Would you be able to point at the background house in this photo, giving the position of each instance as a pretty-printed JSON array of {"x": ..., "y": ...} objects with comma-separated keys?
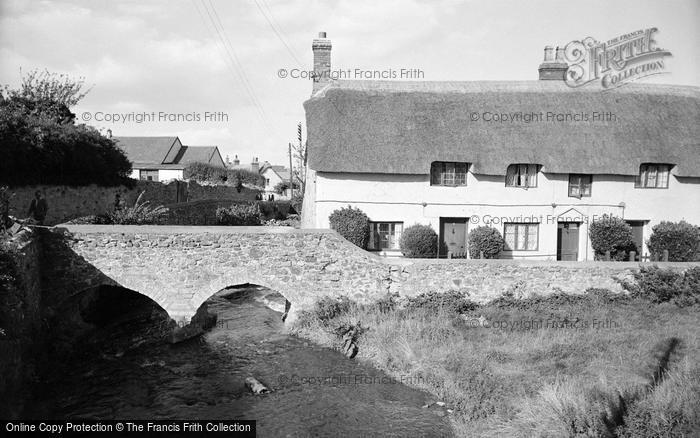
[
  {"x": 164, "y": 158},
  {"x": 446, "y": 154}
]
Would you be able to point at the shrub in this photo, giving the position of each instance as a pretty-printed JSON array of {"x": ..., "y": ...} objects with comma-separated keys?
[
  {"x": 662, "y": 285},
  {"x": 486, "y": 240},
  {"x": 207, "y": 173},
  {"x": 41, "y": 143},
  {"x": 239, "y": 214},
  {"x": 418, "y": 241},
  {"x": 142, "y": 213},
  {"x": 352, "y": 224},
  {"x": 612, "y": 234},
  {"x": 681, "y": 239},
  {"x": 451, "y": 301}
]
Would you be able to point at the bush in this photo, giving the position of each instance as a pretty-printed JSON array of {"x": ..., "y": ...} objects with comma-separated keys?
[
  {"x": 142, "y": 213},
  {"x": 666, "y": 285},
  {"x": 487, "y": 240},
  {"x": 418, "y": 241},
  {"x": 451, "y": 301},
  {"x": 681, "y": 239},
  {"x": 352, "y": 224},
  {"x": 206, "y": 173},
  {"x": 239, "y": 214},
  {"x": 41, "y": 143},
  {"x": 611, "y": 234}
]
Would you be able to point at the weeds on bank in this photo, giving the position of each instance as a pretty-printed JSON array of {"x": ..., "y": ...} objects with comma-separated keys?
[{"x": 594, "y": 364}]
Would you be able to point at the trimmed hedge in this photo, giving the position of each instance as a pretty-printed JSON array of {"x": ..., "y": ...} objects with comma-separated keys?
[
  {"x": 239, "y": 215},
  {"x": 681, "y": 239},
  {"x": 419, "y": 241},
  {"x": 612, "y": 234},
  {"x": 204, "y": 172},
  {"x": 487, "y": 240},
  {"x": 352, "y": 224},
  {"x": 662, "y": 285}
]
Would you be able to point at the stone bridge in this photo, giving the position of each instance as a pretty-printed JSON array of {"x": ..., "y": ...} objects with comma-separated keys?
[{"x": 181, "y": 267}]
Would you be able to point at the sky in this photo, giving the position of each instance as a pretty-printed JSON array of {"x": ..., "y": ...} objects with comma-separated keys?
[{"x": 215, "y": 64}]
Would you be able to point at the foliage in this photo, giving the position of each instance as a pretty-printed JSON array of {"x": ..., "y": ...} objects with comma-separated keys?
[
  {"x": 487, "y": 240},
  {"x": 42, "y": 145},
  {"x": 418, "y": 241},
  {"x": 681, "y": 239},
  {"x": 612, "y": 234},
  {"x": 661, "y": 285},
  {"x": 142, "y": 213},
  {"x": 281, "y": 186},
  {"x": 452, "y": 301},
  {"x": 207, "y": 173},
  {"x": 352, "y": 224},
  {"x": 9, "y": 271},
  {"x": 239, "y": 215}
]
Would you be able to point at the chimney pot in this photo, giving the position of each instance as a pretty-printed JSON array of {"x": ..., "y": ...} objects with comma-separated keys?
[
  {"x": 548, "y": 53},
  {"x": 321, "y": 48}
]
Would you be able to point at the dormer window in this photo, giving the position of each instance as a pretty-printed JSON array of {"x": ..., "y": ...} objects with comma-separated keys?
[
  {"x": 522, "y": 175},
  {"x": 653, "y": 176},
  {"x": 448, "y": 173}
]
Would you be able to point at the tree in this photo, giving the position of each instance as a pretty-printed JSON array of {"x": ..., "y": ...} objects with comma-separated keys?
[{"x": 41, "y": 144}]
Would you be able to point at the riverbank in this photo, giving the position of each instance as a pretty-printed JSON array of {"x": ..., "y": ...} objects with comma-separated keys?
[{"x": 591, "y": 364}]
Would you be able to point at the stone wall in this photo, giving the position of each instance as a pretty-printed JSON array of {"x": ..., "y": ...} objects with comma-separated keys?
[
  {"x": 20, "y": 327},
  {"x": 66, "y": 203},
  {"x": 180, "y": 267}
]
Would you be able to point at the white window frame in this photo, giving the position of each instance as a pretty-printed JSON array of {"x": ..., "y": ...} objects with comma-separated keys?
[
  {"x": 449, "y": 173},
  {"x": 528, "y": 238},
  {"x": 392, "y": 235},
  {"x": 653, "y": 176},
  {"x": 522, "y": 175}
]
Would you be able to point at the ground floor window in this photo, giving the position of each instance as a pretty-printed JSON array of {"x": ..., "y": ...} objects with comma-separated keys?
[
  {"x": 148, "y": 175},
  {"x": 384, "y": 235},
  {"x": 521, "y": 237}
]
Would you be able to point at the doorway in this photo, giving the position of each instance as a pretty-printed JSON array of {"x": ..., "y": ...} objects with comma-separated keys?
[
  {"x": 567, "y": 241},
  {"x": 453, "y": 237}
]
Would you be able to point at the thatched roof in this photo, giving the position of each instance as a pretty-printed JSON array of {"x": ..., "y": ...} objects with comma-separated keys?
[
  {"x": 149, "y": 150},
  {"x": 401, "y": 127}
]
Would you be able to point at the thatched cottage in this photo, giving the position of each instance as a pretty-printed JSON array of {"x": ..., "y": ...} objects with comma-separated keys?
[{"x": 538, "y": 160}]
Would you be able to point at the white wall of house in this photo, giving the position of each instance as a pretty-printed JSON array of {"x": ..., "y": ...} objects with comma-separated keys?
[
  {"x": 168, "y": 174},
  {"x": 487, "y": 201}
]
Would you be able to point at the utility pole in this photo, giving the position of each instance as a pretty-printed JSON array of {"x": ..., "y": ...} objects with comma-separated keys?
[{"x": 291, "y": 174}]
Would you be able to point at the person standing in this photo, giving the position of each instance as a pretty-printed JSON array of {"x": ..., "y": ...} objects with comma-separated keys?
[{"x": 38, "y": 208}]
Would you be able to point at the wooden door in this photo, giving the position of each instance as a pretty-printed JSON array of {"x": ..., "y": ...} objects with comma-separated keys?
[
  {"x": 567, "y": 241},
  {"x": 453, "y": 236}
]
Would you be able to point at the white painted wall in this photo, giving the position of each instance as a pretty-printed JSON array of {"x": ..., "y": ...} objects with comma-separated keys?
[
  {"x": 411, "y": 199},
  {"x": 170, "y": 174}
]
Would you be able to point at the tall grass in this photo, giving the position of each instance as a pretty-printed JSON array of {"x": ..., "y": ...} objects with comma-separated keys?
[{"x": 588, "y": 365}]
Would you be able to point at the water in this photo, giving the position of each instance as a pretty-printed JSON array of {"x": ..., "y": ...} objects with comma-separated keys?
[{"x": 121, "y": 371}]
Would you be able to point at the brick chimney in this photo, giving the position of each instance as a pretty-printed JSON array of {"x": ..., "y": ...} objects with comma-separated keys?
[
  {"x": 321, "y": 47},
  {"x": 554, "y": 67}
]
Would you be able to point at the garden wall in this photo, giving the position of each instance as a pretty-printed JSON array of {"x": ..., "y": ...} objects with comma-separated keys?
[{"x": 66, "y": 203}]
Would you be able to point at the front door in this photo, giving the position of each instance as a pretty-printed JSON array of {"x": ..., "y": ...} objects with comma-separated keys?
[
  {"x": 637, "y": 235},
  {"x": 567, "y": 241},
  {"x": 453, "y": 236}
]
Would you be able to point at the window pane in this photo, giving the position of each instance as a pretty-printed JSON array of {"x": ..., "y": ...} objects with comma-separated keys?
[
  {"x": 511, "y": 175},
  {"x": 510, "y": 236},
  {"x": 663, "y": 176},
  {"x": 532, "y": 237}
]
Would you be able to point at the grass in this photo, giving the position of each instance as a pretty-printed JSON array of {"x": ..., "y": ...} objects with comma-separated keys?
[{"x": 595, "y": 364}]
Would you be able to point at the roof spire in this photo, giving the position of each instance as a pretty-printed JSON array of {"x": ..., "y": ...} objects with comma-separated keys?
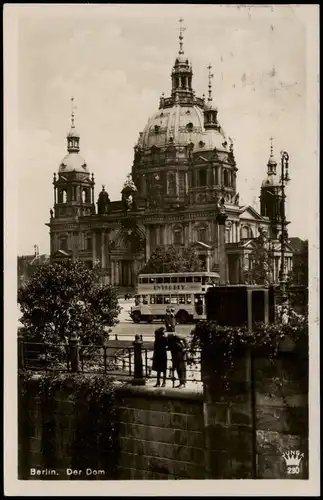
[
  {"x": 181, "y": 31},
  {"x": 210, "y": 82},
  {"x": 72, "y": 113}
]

○ ○ ○ ○ ○

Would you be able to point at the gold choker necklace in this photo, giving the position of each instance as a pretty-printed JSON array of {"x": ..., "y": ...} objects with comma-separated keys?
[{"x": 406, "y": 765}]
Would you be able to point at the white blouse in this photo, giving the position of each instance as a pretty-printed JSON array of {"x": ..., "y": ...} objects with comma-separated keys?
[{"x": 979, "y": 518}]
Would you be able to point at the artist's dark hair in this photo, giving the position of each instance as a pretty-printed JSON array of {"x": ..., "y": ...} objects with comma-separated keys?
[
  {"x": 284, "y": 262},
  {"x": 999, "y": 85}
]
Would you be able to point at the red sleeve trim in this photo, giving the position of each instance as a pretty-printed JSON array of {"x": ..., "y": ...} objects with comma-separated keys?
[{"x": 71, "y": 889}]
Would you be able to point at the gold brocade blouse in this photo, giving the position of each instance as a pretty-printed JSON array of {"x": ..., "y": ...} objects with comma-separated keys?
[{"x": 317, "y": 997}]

○ ○ ○ ○ ○

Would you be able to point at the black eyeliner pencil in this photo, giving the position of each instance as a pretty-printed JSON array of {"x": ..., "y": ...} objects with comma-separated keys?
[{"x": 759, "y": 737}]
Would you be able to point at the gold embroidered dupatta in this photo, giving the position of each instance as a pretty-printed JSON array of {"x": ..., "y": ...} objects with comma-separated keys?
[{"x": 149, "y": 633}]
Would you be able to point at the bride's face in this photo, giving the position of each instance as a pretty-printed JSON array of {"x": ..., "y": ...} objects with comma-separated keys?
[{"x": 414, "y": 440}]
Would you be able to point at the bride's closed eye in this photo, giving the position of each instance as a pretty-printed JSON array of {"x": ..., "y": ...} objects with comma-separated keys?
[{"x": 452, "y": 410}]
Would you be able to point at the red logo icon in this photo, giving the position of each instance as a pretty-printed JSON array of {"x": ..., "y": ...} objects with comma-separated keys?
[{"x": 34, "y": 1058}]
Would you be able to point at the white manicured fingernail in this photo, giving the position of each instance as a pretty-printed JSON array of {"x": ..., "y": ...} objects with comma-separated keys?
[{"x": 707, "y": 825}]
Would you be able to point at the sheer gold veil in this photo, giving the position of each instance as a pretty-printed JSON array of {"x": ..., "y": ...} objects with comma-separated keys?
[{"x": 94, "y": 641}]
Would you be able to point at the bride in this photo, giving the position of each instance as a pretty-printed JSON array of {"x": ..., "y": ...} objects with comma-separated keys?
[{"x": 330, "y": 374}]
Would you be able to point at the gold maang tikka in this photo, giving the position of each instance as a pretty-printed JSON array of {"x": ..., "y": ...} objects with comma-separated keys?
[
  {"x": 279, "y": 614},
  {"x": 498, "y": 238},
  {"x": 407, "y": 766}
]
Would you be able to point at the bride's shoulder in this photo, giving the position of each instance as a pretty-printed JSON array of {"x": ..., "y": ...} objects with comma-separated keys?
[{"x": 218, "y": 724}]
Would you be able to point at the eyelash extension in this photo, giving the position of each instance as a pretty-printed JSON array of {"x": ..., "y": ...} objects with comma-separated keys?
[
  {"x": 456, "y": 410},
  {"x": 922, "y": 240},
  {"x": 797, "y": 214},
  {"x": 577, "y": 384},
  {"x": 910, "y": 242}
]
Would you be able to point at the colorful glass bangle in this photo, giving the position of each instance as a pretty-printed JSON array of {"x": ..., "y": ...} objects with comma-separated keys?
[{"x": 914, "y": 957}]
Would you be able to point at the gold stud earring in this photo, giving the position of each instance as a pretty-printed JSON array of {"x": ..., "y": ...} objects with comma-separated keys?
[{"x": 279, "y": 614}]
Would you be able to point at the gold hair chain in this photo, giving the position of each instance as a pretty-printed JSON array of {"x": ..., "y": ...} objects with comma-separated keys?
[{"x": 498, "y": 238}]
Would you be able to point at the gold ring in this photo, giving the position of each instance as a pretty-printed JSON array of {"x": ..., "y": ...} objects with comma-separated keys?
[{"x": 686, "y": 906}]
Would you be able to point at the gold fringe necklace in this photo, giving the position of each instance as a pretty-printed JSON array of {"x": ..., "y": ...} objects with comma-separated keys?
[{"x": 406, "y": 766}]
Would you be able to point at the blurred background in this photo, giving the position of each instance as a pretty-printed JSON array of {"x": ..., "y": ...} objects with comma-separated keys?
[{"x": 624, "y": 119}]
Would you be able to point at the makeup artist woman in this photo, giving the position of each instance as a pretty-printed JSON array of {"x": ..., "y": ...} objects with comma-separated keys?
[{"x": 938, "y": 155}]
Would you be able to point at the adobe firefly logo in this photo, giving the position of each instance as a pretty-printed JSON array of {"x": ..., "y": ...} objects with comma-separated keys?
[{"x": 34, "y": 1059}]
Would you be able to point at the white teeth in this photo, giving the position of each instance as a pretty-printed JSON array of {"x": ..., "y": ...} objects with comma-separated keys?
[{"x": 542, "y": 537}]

○ ○ ○ ○ ○

* Task *
Pick out every line in the listing above that contains the string "chimney", and treat uppercase and lowercase letters as different when matching.

* Complete output *
Would you be able to point at the chimney pot in this photo, giving the position of each instance as a pretty-printed JSON array of {"x": ..., "y": ...} objects with comma-separated keys?
Would you be able to point at the brick chimney in this photo, giving the position of each instance as a pretty-printed JSON array of {"x": ..., "y": ...} objects with comma-separated keys?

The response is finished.